[CONSIGNE]:
Reprenez toutes les lignes ci-dessous en changeant "evenodd" en "nonzero", sans modifier quoi que ce soit d'autre.

[LISTE DES DONNÉES]:
################

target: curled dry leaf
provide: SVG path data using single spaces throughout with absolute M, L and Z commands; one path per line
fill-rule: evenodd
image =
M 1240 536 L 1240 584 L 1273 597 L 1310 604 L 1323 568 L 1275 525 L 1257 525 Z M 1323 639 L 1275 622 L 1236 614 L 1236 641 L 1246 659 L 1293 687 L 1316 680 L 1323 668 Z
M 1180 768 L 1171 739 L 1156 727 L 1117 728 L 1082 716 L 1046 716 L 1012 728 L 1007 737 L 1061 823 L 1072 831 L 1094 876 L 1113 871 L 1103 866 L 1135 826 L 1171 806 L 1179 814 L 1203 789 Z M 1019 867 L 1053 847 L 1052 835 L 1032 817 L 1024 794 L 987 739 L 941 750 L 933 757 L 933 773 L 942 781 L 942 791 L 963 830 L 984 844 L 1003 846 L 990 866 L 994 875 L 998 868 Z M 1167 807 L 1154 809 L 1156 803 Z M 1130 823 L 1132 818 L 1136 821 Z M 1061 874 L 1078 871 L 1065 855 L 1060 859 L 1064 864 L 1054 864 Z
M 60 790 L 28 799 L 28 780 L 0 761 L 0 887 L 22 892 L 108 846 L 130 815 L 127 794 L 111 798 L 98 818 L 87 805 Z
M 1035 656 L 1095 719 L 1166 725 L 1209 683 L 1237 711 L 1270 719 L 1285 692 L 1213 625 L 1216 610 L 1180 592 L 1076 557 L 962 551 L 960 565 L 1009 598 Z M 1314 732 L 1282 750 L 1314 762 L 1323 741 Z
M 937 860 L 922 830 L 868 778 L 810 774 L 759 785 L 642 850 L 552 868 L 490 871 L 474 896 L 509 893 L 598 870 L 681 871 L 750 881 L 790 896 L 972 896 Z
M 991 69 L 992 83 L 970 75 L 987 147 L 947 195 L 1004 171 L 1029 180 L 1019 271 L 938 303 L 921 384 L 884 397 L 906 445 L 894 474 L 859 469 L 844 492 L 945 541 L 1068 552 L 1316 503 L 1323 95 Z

################

[RÉSULTAT OBTENU]:
target: curled dry leaf
provide: SVG path data using single spaces throughout with absolute M, L and Z commands; one path per line
fill-rule: nonzero
image =
M 1240 536 L 1240 584 L 1273 597 L 1310 604 L 1323 568 L 1275 525 L 1257 525 Z M 1323 639 L 1275 622 L 1236 614 L 1236 641 L 1246 659 L 1293 687 L 1316 680 L 1323 668 Z
M 1180 768 L 1171 739 L 1156 727 L 1117 728 L 1082 716 L 1046 716 L 1012 728 L 1007 737 L 1061 823 L 1072 831 L 1094 876 L 1113 871 L 1103 866 L 1135 826 L 1171 806 L 1179 814 L 1203 789 Z M 1019 867 L 1053 847 L 1052 835 L 1032 817 L 1024 794 L 987 739 L 941 750 L 933 757 L 933 773 L 942 781 L 942 791 L 963 830 L 984 844 L 1003 846 L 990 866 L 994 875 L 998 868 Z M 1167 807 L 1154 809 L 1156 803 Z M 1130 823 L 1132 818 L 1136 821 Z M 1061 874 L 1078 871 L 1065 855 L 1060 859 L 1064 864 L 1054 864 Z
M 60 790 L 28 799 L 28 780 L 0 761 L 0 887 L 22 892 L 108 846 L 130 815 L 127 794 L 111 798 L 98 818 L 87 805 Z
M 1035 656 L 1095 719 L 1166 725 L 1209 683 L 1237 711 L 1270 719 L 1285 692 L 1213 625 L 1216 610 L 1180 592 L 1076 557 L 962 551 L 960 565 L 1009 598 Z M 1314 732 L 1282 750 L 1314 762 L 1323 741 Z
M 937 860 L 922 830 L 868 778 L 810 774 L 759 785 L 642 850 L 552 868 L 490 871 L 474 896 L 509 893 L 598 870 L 681 871 L 750 881 L 790 896 L 972 896 Z
M 991 69 L 992 83 L 970 75 L 987 147 L 947 195 L 1004 171 L 1029 180 L 1019 271 L 938 303 L 921 384 L 884 397 L 906 445 L 894 474 L 859 469 L 844 492 L 945 541 L 1068 552 L 1316 503 L 1323 95 Z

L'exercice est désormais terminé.